**EXTRACT PROVIDED:**
§

Let me walk you through how I built it, bottom-up, one problem at a time. Each layer exists because the previous one left a gap.

First, What Even Is Dynamo?

Dynamo is Amazon's internal key-value store. The paper came out in 2007 and it changed how people think about distributed databases. The core idea is deceptively simple:

Availability over consistency.

Amazon's shopping cart is the motivating example. Imagine a customer adds items to their cart. That write must succeed. If a data center is on fire, if nodes are crashing, if the network is partitioned, the customer should still be able to add to their cart. Losing a write means losing revenue. Amazon would rather show you a slightly stale cart than show you an error page.

This is the opposite of how traditional databases work. A MySQL primary will reject your write if it can't confirm it's been safely replicated. That's strong consistency, you always read what you last wrote, but sometimes you can't write at all. Dynamo flips this: you can always write, but when you read, you might get slightly stale data, or even multiple conflicting versions. The system will sort itself out eventually.

This tradeoff has a name: eventual consistency. It means:

Writes are never rejected (as long as at least one node is reachable)
Reads might return old data temporarily
But given enough time and network connectivity, all replicas will converge to the same state

The "eventually" part is not hand-waving. Dynamo has concrete mechanisms to make convergence happen: vector clocks track causality, anti-entropy repairs divergence, gossip detects failures. Every technique in the paper exists to make "eventually" happen faster and more reliably.

There's a deeper idea here too. In traditional databases, the database resolves conflicts (last-write-wins, or reject the write). In Dynamo, the application resolves conflicts. When you read a key and get two conflicting versions, your application decides what to do. For a shopping cart, you merge them (union of items). For a user profile, you might pick the latest. This is called semantic reconciliation and it's why Dynamo stores a context (vector clock) with every value - so the application has enough information to make that decision.

§

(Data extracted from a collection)

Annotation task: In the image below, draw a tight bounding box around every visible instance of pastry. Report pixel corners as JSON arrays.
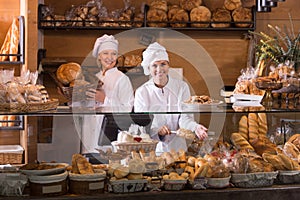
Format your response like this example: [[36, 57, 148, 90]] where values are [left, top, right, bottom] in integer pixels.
[[179, 0, 202, 11], [147, 8, 168, 27], [230, 133, 254, 151], [232, 7, 252, 28], [224, 0, 242, 11], [211, 8, 232, 28], [56, 62, 81, 85], [190, 6, 211, 28], [150, 0, 168, 12], [239, 115, 249, 140], [168, 7, 189, 27]]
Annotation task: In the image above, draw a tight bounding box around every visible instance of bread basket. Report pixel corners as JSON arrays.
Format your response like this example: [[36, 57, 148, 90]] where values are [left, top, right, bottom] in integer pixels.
[[111, 140, 158, 152], [230, 171, 278, 188]]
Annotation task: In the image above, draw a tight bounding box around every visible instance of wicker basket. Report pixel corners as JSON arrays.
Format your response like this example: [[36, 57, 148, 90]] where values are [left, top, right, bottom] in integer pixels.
[[230, 172, 278, 188], [0, 145, 24, 164], [69, 170, 106, 194], [0, 99, 59, 112], [29, 171, 68, 196], [112, 141, 158, 152], [108, 179, 148, 193], [163, 179, 187, 191]]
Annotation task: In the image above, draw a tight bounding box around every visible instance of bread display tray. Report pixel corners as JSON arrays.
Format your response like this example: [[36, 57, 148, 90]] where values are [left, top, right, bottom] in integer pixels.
[[0, 99, 59, 112], [163, 179, 187, 191], [108, 179, 148, 193], [275, 170, 300, 184], [230, 171, 278, 188], [112, 141, 158, 152]]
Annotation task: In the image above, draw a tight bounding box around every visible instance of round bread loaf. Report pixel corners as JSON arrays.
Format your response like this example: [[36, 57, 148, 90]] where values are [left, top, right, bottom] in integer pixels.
[[224, 0, 242, 11], [179, 0, 202, 11], [211, 8, 231, 28], [168, 9, 189, 28], [147, 8, 168, 27], [56, 62, 81, 85], [190, 6, 211, 28], [232, 7, 252, 28]]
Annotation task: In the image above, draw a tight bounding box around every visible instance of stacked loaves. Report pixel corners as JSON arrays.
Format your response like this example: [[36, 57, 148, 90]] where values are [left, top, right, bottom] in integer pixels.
[[230, 113, 300, 171]]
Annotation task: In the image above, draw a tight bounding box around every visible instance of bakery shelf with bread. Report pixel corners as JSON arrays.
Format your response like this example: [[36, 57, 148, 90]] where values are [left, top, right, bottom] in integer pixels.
[[0, 16, 25, 64], [38, 0, 256, 30]]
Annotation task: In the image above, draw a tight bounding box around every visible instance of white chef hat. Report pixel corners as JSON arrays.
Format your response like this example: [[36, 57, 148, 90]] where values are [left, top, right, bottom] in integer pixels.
[[141, 42, 169, 75], [93, 34, 119, 58]]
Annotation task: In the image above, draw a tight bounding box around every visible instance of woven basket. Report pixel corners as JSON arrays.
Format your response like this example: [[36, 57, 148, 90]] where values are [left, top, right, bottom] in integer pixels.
[[108, 179, 148, 193], [112, 141, 158, 152], [0, 99, 59, 112], [230, 172, 278, 188], [0, 145, 24, 165]]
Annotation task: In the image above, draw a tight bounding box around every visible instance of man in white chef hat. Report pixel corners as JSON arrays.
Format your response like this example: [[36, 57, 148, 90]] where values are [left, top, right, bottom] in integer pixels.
[[134, 42, 207, 154]]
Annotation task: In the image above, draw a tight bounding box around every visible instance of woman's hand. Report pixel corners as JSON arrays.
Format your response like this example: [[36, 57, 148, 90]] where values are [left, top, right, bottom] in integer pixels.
[[85, 88, 106, 103], [195, 124, 207, 140], [158, 126, 171, 136]]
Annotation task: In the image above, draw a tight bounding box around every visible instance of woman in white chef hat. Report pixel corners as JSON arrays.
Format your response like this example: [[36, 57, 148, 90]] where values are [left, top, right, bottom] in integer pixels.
[[134, 42, 207, 154], [81, 34, 134, 156]]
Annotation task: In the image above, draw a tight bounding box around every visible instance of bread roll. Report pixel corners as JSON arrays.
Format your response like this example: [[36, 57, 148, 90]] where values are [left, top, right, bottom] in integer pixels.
[[128, 159, 146, 174], [283, 142, 300, 159], [257, 113, 268, 135], [239, 115, 249, 140], [150, 0, 168, 12], [127, 173, 143, 180], [232, 7, 252, 28], [211, 8, 232, 28], [147, 8, 168, 27], [190, 6, 211, 27], [113, 166, 129, 178], [248, 113, 259, 143], [179, 0, 202, 11], [168, 7, 189, 27], [56, 62, 81, 85], [224, 0, 242, 11], [230, 133, 254, 151], [262, 153, 285, 170]]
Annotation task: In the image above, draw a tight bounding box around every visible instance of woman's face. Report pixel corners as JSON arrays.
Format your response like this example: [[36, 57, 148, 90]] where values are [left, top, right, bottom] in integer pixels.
[[98, 50, 118, 70], [150, 60, 170, 80]]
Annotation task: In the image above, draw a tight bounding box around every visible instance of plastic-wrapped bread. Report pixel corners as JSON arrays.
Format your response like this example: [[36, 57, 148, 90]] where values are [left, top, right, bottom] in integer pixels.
[[239, 115, 249, 140]]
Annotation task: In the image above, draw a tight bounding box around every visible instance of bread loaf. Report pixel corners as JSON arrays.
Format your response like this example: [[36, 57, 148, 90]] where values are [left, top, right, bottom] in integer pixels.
[[211, 8, 232, 28], [248, 113, 259, 143], [190, 6, 211, 27], [224, 0, 242, 11], [230, 133, 254, 151], [232, 7, 252, 28], [239, 115, 249, 140], [56, 62, 81, 85], [179, 0, 202, 11], [257, 113, 268, 135], [147, 8, 168, 27]]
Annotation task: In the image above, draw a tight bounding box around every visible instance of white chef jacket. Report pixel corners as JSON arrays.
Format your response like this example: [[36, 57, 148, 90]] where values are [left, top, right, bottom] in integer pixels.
[[134, 76, 198, 152], [81, 67, 134, 153]]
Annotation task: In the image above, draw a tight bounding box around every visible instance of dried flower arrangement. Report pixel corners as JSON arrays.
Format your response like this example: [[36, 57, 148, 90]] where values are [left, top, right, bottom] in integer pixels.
[[250, 14, 300, 76]]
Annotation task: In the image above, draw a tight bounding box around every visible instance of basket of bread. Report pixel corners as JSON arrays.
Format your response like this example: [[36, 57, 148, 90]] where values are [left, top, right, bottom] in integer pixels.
[[69, 154, 106, 194], [112, 131, 158, 152], [0, 70, 59, 112], [230, 113, 300, 188]]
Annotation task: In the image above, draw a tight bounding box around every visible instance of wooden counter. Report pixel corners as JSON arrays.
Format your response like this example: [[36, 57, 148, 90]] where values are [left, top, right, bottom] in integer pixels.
[[0, 184, 300, 200]]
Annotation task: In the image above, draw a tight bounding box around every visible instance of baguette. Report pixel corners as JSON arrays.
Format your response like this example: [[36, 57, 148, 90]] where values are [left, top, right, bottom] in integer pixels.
[[230, 133, 254, 151], [239, 115, 249, 140]]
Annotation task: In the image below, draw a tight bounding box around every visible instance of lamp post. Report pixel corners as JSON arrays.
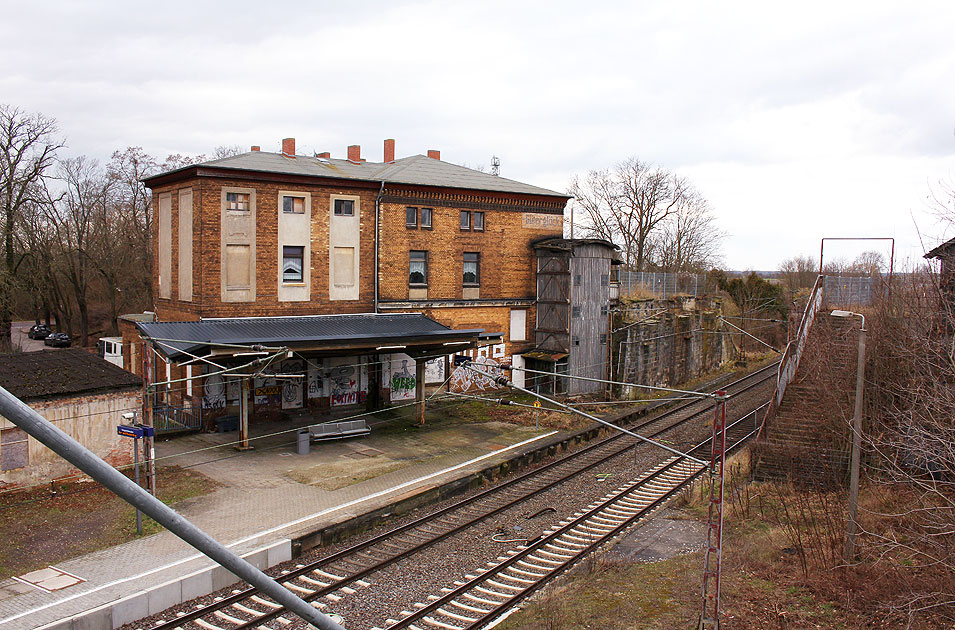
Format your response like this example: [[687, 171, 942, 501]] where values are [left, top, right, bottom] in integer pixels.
[[830, 310, 865, 562]]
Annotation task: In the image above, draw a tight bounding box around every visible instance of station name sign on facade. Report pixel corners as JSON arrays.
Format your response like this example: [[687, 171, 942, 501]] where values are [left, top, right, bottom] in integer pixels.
[[521, 213, 564, 230]]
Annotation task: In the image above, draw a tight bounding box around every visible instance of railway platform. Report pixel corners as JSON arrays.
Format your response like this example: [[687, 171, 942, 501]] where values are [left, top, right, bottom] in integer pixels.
[[0, 414, 560, 630]]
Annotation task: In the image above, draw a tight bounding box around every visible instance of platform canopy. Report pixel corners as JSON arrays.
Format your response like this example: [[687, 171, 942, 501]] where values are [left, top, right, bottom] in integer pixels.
[[136, 313, 484, 363]]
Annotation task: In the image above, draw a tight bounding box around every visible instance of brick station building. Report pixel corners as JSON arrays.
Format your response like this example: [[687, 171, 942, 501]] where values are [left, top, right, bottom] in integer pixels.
[[130, 138, 569, 436]]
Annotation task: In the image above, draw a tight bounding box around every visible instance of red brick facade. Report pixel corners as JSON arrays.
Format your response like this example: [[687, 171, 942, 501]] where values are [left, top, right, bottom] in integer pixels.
[[147, 153, 566, 362]]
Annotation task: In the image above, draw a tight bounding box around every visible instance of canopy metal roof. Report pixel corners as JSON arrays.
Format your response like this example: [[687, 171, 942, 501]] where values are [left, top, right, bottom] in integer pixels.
[[136, 313, 484, 362]]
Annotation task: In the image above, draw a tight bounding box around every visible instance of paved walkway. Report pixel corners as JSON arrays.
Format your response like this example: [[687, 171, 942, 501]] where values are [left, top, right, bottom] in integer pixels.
[[0, 423, 552, 630]]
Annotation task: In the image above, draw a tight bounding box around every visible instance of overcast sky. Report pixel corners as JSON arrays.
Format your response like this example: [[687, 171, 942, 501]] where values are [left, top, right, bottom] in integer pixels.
[[0, 0, 955, 269]]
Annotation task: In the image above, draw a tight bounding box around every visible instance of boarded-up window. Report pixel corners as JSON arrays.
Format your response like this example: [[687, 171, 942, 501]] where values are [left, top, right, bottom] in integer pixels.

§

**TASKS:**
[1] Answer the following about the text on Dynamo:
(a) In what year did the Dynamo paper come out?
(b) What does a MySQL primary do when it cannot confirm a write has been safely replicated?
(c) How are two conflicting versions of a shopping cart resolved?
[2] Edit the text on Dynamo from "Reads might return" up to and including "and more reliably.", putting "for a while" in place of "temporarily".

**ANSWERS TO THE PROBLEMS:**
[1]
(a) 2007.
(b) It rejects the write.
(c) They are merged, taking the union of items.

[2]
Reads might return old data for a while
But given enough time and network connectivity, all replicas will converge to the same state

The "eventually" part is not hand-waving. Dynamo has concrete mechanisms to make convergence happen: vector clocks track causality, anti-entropy repairs divergence, gossip detects failures. Every technique in the paper exists to make "eventually" happen faster and more reliably.